# [TASK REQUIREMENTS]
All of the records below should be output exactly.

====== DATA PROVIDED ======

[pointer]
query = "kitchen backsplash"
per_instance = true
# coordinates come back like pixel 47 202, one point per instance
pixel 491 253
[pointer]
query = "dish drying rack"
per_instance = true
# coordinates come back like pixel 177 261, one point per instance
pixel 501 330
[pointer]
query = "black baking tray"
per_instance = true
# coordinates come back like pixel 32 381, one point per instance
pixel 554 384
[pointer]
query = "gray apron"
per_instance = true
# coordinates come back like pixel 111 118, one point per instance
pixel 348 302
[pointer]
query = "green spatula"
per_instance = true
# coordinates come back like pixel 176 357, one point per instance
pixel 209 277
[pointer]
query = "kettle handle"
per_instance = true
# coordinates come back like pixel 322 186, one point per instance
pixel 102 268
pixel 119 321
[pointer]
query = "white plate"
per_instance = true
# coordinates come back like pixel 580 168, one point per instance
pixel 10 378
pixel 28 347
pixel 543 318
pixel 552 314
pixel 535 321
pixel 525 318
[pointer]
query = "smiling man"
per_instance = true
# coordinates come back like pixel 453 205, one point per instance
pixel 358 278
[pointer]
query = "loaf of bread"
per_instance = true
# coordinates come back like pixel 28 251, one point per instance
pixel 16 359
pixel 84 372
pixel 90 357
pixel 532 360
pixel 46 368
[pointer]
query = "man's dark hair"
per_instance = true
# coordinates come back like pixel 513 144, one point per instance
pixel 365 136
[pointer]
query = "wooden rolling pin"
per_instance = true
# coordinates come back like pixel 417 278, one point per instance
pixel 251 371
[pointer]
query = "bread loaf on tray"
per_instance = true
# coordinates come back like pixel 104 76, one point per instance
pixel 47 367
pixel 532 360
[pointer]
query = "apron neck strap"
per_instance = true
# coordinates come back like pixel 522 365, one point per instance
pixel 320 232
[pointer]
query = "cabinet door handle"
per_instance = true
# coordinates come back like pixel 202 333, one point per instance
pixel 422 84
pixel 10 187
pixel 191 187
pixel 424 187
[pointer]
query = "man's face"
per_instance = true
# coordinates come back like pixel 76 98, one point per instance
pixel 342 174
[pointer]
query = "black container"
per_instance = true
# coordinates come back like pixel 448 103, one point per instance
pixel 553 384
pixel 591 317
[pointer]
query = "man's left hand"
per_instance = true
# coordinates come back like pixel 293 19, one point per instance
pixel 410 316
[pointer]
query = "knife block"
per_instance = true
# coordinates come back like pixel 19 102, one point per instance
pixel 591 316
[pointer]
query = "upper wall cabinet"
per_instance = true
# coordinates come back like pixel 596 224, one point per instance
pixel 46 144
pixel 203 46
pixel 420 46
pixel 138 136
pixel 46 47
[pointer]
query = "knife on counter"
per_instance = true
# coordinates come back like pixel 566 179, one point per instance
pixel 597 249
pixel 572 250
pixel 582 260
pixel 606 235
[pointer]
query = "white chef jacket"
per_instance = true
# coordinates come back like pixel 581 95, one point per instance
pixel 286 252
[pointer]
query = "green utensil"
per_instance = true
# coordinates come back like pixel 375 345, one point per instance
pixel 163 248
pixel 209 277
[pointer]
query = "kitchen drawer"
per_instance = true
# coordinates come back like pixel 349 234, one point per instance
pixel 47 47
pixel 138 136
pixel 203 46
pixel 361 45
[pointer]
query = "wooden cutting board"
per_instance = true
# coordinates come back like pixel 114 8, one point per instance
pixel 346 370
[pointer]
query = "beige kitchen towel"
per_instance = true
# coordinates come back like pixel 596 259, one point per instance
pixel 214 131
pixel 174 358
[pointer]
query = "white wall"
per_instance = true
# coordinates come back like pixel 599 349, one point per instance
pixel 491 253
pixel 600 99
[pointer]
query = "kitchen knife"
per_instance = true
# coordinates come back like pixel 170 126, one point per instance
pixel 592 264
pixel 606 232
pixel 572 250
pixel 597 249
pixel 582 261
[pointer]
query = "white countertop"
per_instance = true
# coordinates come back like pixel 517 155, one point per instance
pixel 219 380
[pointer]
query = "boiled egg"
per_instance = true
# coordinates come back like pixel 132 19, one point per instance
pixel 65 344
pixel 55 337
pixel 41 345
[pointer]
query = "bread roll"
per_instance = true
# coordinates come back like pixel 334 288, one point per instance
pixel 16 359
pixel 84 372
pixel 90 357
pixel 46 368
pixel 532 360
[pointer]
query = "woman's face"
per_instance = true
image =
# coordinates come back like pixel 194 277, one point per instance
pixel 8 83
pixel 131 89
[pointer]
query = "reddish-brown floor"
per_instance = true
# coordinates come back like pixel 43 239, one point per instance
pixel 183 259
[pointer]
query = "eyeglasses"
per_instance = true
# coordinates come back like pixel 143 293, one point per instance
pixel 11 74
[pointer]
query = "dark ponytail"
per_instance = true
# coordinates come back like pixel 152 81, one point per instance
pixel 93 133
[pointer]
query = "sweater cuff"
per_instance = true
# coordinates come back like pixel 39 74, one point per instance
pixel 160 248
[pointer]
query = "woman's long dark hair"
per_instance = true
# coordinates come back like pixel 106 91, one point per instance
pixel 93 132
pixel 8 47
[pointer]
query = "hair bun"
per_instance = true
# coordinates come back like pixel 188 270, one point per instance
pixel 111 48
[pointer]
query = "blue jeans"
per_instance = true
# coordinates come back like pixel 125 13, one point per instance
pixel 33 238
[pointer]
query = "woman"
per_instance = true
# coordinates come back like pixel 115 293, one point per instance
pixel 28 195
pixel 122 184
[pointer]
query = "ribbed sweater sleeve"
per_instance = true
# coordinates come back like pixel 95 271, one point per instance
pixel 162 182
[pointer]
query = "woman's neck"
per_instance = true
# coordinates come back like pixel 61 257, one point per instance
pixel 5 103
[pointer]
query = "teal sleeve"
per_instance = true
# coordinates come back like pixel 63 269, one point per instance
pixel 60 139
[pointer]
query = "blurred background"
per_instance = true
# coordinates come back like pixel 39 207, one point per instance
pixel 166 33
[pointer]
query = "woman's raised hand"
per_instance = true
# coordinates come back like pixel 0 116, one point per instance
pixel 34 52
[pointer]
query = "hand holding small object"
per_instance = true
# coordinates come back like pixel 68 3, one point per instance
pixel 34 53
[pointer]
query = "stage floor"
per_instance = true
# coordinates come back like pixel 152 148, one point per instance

======

# [WRITTEN RESPONSE]
[pointer]
query = "kitchen backsplash"
per_instance = true
# coordinates come back like pixel 47 202, one point per instance
pixel 491 253
[pointer]
query = "dish drying rack"
per_instance = true
# coordinates come back like pixel 177 261, one point per instance
pixel 501 330
[pointer]
query = "black baking tray"
per_instance = true
# coordinates come back like pixel 32 381, one point per instance
pixel 554 384
[pointer]
query = "gray apron"
per_instance = true
# coordinates come back like pixel 111 118, one point per instance
pixel 348 302
[pointer]
query = "green spatula"
per_instance = true
# coordinates come back like pixel 176 357, one point per instance
pixel 209 277
[pointer]
query = "kettle handle"
per_instance = true
# coordinates come back like pixel 322 186, one point per instance
pixel 102 268
pixel 119 321
[pointer]
query = "white plate"
per_instance = true
# coordinates come back like pixel 580 168, one point per instance
pixel 10 378
pixel 28 347
pixel 543 318
pixel 552 314
pixel 535 321
pixel 525 318
[pointer]
query = "smiling man"
per_instance = true
# coordinates come back like pixel 453 205, one point per instance
pixel 358 278
[pointer]
query = "loaf of bread"
per_instance = true
# coordinates come back like pixel 28 251, one point per instance
pixel 16 359
pixel 84 372
pixel 90 357
pixel 532 360
pixel 46 368
[pointer]
query = "man's dark hair"
per_instance = true
# coordinates come back like pixel 513 144, one point per instance
pixel 365 136
[pointer]
query = "wooden rolling pin"
per_instance = true
# coordinates come back like pixel 417 278, one point per instance
pixel 251 371
[pointer]
query = "bread loaf on tray"
per_instance = true
# coordinates come back like pixel 104 76, one point per instance
pixel 47 367
pixel 532 360
[pointer]
query = "apron neck strap"
per_instance = true
# coordinates come back like pixel 522 365, one point per instance
pixel 320 232
[pointer]
query = "cabinet door handle"
per_instance = true
# coordinates come back like pixel 202 333, one point per instance
pixel 422 84
pixel 10 187
pixel 191 187
pixel 424 187
[pointer]
query = "man's face"
per_instance = true
# coordinates come back like pixel 76 98, one point per instance
pixel 342 174
[pointer]
query = "black container"
per_instance = true
# coordinates come back like pixel 448 103, one point per instance
pixel 553 384
pixel 591 317
[pointer]
query = "man's left hand"
per_instance = true
# coordinates come back like pixel 293 19, one point per instance
pixel 410 316
[pointer]
query = "knife block"
per_instance = true
# coordinates come back like pixel 19 102, one point per instance
pixel 591 316
[pointer]
query = "upper wall cabinet"
per_instance = true
# coordinates come back like pixel 596 224, one point per instance
pixel 46 144
pixel 203 46
pixel 420 46
pixel 138 136
pixel 46 47
[pointer]
query = "knife on counter"
per_instance = true
# coordinates come back like pixel 566 179, one point per instance
pixel 597 249
pixel 572 250
pixel 582 260
pixel 606 235
[pointer]
query = "white chef jacket"
per_instance = true
# coordinates come back like pixel 581 95, one point per instance
pixel 286 252
[pointer]
query = "green utensil"
per_instance = true
# coordinates come back like pixel 375 345, one point per instance
pixel 163 248
pixel 209 277
[pointer]
query = "kitchen drawer"
per_instance = true
# coordinates come back like pixel 349 234, one point per instance
pixel 47 47
pixel 138 136
pixel 203 46
pixel 361 45
[pointer]
query = "wooden cutting board"
per_instance = true
# coordinates come back like pixel 114 8, one point per instance
pixel 346 370
[pointer]
query = "beige kitchen towel"
per_instance = true
# coordinates come back like pixel 596 259, one point per instance
pixel 214 131
pixel 174 358
[pointer]
query = "white wall"
per_instance = true
# coordinates come back like pixel 599 349, one point per instance
pixel 491 253
pixel 600 99
[pointer]
query = "kitchen knife"
per_instance = true
# coordinates come back like pixel 170 126, one point per instance
pixel 592 264
pixel 606 232
pixel 572 250
pixel 597 249
pixel 582 261
[pointer]
query = "white countertop"
per_instance = true
# coordinates come back like pixel 517 155, one point per instance
pixel 219 380
[pointer]
query = "boiled egg"
per_instance = true
# coordinates come back like pixel 132 19, one point per instance
pixel 65 344
pixel 55 337
pixel 41 345
[pointer]
query = "bread roll"
per_instance = true
# coordinates come back like pixel 334 288, one point per instance
pixel 16 359
pixel 84 372
pixel 90 357
pixel 46 368
pixel 532 360
[pointer]
query = "woman's face"
per_instance = true
image =
# coordinates come back like pixel 194 277, one point per instance
pixel 8 83
pixel 131 89
[pointer]
query = "reddish-brown floor"
per_instance = true
# coordinates come back like pixel 43 239, one point per instance
pixel 183 259
[pointer]
query = "eyeglasses"
per_instance = true
# coordinates come back like pixel 143 293, one point per instance
pixel 11 74
[pointer]
query = "dark ponytail"
per_instance = true
# coordinates come back like pixel 152 81, one point per instance
pixel 93 133
[pointer]
query = "sweater cuff"
per_instance = true
# coordinates come back like pixel 39 74, one point per instance
pixel 160 248
[pointer]
query = "woman's long dark hair"
per_instance = true
# coordinates come back like pixel 106 91, one point per instance
pixel 93 132
pixel 8 47
[pointer]
query = "hair bun"
per_instance = true
# coordinates come back like pixel 188 270, one point per instance
pixel 111 48
[pointer]
query = "blue jeans"
per_instance = true
# coordinates come back like pixel 125 13, one point per instance
pixel 33 238
[pointer]
query = "woman"
per_instance = true
# coordinates come back like pixel 115 293, one point per instance
pixel 28 195
pixel 122 184
[pointer]
query = "ribbed sweater sleeve"
per_instance = true
# coordinates come back like pixel 95 271, one point per instance
pixel 162 182
[pointer]
query = "woman's neck"
per_instance = true
# coordinates come back like pixel 61 257, one point per instance
pixel 5 103
[pointer]
query = "teal sleeve"
per_instance = true
# coordinates come back like pixel 63 269, one point per instance
pixel 60 139
[pointer]
query = "blurred background"
per_instance = true
# coordinates come back like pixel 39 207, one point per instance
pixel 166 33
[pointer]
query = "woman's raised hand"
per_instance = true
# coordinates come back like pixel 0 116, one point per instance
pixel 34 52
[pointer]
query = "hand holding small object"
per_instance = true
# coordinates come back like pixel 68 3, one point per instance
pixel 34 53
[pointer]
query = "stage floor"
per_instance = true
# coordinates come back like pixel 152 148, one point per instance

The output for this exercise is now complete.